# Passage for review:
By design we were able to have a longer-term outlook, and when brands started to spend again, because we hadn’t let anyone go or stopped building the product, we were able to rebound.”Jonathan Grubin
In a virtual world
How do you give your WFH workforce a sense of community? Arrange video meet-ups to talk about hobbies? Or ensure your culture is embodied by leaders at every touchpoint?
Maintaining company culture during a pandemic has been one of the toughest challenges for businesses across the country. Working from home has in many cases created a more productive workforce. But not having the ability to see each other and take part in face-to-face activities (even if it’s a pint in the pub after work) has meant teams feel disconnected and diffuse, and welcoming new team members with usual gusto is tricky.
Dundee-headquartered Waracle, one of the UK’s largest mobile app and digital product developers, has doubled staffing levels to 300 and brought on more than 115 new employees since January. Its CEO, Chris Martin, says one of his top priorities has been creating an inclusive company culture. “I spend a great deal of time considering how a company like ours, which has a positive culture, can create a new culture in this hybrid environment.”

# Entries provided:

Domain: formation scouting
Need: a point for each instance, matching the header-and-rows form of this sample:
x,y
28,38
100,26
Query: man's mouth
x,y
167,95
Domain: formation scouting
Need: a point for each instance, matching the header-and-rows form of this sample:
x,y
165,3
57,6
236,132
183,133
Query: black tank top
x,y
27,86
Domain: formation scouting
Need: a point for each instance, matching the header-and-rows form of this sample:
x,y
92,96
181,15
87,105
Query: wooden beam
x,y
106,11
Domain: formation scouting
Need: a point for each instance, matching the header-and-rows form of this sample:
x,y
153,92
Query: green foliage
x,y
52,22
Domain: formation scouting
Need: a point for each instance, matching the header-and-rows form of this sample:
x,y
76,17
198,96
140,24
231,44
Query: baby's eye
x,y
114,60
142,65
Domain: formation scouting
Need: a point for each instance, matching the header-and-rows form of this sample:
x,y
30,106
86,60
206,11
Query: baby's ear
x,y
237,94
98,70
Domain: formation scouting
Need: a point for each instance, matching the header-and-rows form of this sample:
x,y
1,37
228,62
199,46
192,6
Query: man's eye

# Problem:
Please reproduce, word for word, the part of the article on company culture while working from home that lies between "By design we" and "gusto is tricky.", inclusive.

# Response:
By design we were able to have a longer-term outlook, and when brands started to spend again, because we hadn’t let anyone go or stopped building the product, we were able to rebound.”Jonathan Grubin
In a virtual world
How do you give your WFH workforce a sense of community? Arrange video meet-ups to talk about hobbies? Or ensure your culture is embodied by leaders at every touchpoint?
Maintaining company culture during a pandemic has been one of the toughest challenges for businesses across the country. Working from home has in many cases created a more productive workforce. But not having the ability to see each other and take part in face-to-face activities (even if it’s a pint in the pub after work) has meant teams feel disconnected and diffuse, and welcoming new team members with usual gusto is tricky.